> [What the exercise asks]:
The whole listing below is to be copied exactly.

▼▼▼

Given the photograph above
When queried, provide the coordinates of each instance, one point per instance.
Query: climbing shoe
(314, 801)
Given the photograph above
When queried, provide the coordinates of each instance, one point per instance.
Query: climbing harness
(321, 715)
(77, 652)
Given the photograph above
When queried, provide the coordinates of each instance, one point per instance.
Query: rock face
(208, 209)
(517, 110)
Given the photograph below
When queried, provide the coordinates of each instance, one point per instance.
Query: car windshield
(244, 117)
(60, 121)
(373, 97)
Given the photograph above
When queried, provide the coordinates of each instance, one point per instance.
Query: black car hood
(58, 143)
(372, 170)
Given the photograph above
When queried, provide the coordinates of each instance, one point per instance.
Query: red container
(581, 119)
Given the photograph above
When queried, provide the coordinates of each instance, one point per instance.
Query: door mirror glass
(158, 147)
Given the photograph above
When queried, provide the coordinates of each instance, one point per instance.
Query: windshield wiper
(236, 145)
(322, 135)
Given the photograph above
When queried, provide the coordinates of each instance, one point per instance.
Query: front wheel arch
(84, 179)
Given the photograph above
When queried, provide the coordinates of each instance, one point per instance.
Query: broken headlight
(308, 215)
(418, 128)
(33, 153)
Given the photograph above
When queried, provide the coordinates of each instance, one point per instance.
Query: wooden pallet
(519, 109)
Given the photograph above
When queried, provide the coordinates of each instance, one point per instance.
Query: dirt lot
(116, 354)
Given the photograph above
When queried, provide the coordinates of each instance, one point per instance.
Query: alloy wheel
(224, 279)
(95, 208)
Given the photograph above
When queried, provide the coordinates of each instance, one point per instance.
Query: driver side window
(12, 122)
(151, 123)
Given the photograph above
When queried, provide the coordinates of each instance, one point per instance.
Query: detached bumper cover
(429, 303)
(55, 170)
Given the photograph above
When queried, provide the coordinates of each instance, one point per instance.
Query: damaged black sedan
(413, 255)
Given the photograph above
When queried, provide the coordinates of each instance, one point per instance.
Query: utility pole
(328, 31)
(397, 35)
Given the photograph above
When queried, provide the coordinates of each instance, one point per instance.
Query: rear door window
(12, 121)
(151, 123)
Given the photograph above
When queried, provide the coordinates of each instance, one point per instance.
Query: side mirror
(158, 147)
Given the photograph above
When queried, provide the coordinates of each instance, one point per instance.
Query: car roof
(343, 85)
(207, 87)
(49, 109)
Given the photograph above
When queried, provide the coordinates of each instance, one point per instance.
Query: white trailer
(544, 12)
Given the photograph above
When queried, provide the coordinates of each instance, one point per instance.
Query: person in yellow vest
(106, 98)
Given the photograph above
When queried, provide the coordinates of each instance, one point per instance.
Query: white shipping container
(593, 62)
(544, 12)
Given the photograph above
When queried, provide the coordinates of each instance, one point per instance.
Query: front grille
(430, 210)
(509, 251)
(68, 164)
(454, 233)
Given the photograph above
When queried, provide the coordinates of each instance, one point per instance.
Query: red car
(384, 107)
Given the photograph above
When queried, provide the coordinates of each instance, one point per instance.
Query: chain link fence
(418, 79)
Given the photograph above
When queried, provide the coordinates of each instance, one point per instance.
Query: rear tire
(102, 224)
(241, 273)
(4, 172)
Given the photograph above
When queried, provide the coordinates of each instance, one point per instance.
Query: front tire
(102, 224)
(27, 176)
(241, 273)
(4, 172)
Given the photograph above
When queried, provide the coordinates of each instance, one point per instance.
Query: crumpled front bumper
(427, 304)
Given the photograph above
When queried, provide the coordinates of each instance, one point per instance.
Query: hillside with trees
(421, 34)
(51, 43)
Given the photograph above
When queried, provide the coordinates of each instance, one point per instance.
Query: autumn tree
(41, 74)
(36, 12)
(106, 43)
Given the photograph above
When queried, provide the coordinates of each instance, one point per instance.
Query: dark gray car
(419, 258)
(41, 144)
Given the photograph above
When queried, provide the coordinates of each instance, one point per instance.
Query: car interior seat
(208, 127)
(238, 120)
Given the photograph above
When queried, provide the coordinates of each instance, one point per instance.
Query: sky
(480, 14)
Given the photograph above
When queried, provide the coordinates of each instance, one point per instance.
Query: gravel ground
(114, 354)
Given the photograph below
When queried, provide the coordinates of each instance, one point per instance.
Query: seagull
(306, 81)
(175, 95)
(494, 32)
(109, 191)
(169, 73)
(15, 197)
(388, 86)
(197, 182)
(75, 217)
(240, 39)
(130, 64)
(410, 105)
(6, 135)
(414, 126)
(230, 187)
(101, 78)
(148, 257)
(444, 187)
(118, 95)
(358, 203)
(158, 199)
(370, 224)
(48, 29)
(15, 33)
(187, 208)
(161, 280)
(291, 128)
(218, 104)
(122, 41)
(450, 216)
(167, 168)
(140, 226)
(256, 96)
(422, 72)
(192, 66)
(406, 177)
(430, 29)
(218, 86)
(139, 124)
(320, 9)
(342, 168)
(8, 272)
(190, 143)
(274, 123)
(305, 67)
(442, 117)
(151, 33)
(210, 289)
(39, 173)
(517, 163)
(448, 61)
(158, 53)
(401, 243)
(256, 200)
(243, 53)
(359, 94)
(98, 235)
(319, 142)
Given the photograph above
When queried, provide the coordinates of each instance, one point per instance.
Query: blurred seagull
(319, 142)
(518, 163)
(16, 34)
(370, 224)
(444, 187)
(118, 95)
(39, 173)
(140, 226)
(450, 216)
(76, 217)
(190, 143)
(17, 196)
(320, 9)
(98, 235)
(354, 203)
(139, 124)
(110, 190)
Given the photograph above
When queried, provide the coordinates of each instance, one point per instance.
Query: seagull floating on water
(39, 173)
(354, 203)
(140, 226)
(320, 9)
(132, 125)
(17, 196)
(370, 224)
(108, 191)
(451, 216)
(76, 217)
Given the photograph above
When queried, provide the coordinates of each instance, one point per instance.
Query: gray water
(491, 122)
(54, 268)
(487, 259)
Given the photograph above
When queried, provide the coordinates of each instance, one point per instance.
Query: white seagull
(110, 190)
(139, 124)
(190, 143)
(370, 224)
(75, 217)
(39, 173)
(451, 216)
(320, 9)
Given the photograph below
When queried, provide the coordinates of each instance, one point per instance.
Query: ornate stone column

▲▲▲

> [Task response]:
Given the photograph above
When queried, provide the coordinates of each instance, one point per instance.
Query: climbing shoe
(314, 801)
Given the photograph above
When queried, provide the coordinates of each instance, one point per instance.
Query: climbing harness
(321, 715)
(77, 652)
Given the photograph above
When queried, provide the coordinates of each instance, one point per instance.
Query: rock face
(208, 209)
(517, 110)
Given the photograph below
When queried, provide the coordinates of each instance, one point per instance.
Query: car windshield
(244, 117)
(60, 121)
(373, 97)
Given the photograph above
When queried, provide the coordinates of each instance, one point per instance.
Query: black car hood
(58, 143)
(372, 170)
Given the photograph above
When queried, provide the coordinates of each instance, one point per instance.
Query: red container
(581, 119)
Given the photograph above
When queried, provide the coordinates of each instance, one point per instance.
Query: door mirror glass
(158, 147)
Given the photograph above
When queried, provide the coordinates of each instance, one point per instance.
Query: windshield wiper
(236, 145)
(322, 135)
Given the photograph above
When queried, provide the coordinates of each instance, one point per instance.
Query: front wheel arch
(84, 179)
Given the photograph above
When queried, provide the coordinates of each instance, one point per instance.
Query: broken headlight
(308, 215)
(418, 128)
(33, 153)
Given the photograph above
When queried, provide the coordinates of each instance, one point per instance.
Query: wooden pallet
(519, 109)
Given the photograph above
When queried, provide the coordinates of each instance, one point per instance.
Query: dirt lot
(116, 354)
Given the photograph above
When queried, provide the coordinates of each instance, one point per instance.
Query: alloy wheel
(224, 279)
(95, 208)
Given the photograph above
When queried, provide the coordinates of each instance, one point per instance.
Query: driver side window
(12, 122)
(151, 123)
Given the photograph above
When queried, provide the coordinates of each instance, one point per instance.
Query: detached bumper cover
(429, 303)
(55, 170)
Given the photograph above
When queried, provide the coordinates of each instance, one point per instance.
Query: damaged black sedan
(413, 255)
Given the photograph above
When queried, provide the coordinates of each instance, one point per instance.
Query: utility pole
(328, 31)
(397, 35)
Given the photograph above
When queried, provide the coordinates of each instance, one point per instance.
Query: rear door window
(12, 121)
(151, 123)
Given the photograph above
When queried, provide the coordinates of each instance, one point per instance.
Query: side mirror
(158, 147)
Given the photograph above
When queried, provide the coordinates of each instance, one point per instance.
Query: car roof
(343, 85)
(207, 87)
(49, 109)
Given the photograph above
When queried, provide the coordinates of each instance, one point per instance.
Query: white trailer
(544, 12)
Given the photograph above
When queried, provide the coordinates of each instance, one point per instance.
Query: person in yellow vest
(106, 98)
Given the photograph above
When queried, provide the coordinates of each instance, one point per instance.
Query: white shipping container
(593, 62)
(544, 12)
Given the photograph above
When queried, provide the coordinates of each instance, one point per instance.
Query: front grille
(430, 210)
(509, 251)
(68, 164)
(454, 233)
Given the photograph above
When queried, provide the coordinates of each instance, one point per instance.
Query: red car
(384, 107)
Given the photograph above
When queried, provide the coordinates of each instance, one point per instance.
Query: chain link fence
(418, 79)
Given the photograph above
When queried, provide the coordinates of each instance, one point per instance.
Query: rear tire
(102, 224)
(241, 273)
(4, 172)
Given the photograph above
When queried, provide the coordinates of each instance, one point per instance.
Query: front tire
(102, 224)
(27, 176)
(241, 273)
(4, 172)
Given the photograph above
When queried, provide the coordinates of each instance, one point per instance.
Query: crumpled front bumper
(427, 304)
Given the photograph above
When queried, provide the coordinates of each instance, one point per instance.
Query: hillside with trees
(421, 34)
(51, 43)
Given the photograph above
When queried, provide the coordinates of each instance, one point per instance.
Query: autumn tree
(41, 74)
(36, 12)
(106, 43)
Given the photograph above
When queried, provide the coordinates of each instance, one point per instance.
Query: dark gray car
(419, 258)
(41, 144)
Given the photograph above
When queried, provide the coordinates of each instance, one point per instance.
Query: car interior seat
(208, 127)
(238, 120)
Given the photograph above
When queried, provide the coordinates of each instance, one point per instance.
Query: sky
(480, 14)
Given the photograph above
When queried, provide the coordinates of each instance, one point per instance.
Query: gravel ground
(114, 354)
Given the photograph below
When queried, provide the coordinates of each instance, one point per instance.
Query: seagull
(306, 81)
(175, 95)
(494, 32)
(109, 191)
(169, 73)
(15, 197)
(388, 86)
(197, 182)
(75, 217)
(240, 39)
(130, 64)
(410, 105)
(6, 135)
(414, 126)
(230, 187)
(101, 78)
(148, 257)
(444, 187)
(118, 95)
(358, 203)
(158, 199)
(370, 224)
(48, 29)
(15, 33)
(187, 208)
(161, 280)
(291, 128)
(218, 104)
(122, 41)
(450, 216)
(167, 168)
(140, 226)
(256, 96)
(422, 72)
(192, 66)
(406, 177)
(430, 29)
(218, 86)
(139, 124)
(320, 9)
(342, 168)
(8, 272)
(190, 143)
(274, 123)
(305, 67)
(442, 117)
(151, 33)
(210, 289)
(39, 173)
(517, 163)
(448, 61)
(158, 53)
(401, 243)
(256, 200)
(243, 53)
(359, 94)
(98, 235)
(319, 142)
Given the photograph above
When queried, provide the coordinates of each instance, one point per instance.
Query: blurred seagull
(319, 142)
(518, 163)
(16, 34)
(370, 224)
(444, 187)
(118, 95)
(39, 173)
(140, 226)
(450, 216)
(76, 217)
(190, 143)
(17, 196)
(320, 9)
(98, 235)
(354, 203)
(139, 124)
(110, 190)
Given the photograph above
When queried, provide the coordinates of each instance, one point per instance.
Query: seagull floating on water
(39, 173)
(354, 203)
(140, 226)
(320, 9)
(132, 125)
(17, 196)
(370, 224)
(108, 191)
(451, 216)
(76, 217)
Given the photograph above
When queried, provide the coordinates of each instance, one point per instance.
Query: gray water
(491, 122)
(54, 268)
(487, 259)
Given the photograph above
When queried, provide the coordinates of each instance, one point per instance.
Query: white seagull
(110, 190)
(139, 124)
(190, 143)
(370, 224)
(75, 217)
(39, 173)
(451, 216)
(320, 9)
Given the photograph below
When queried, provide the coordinates of each instance, one point per instance.
Query: ornate stone column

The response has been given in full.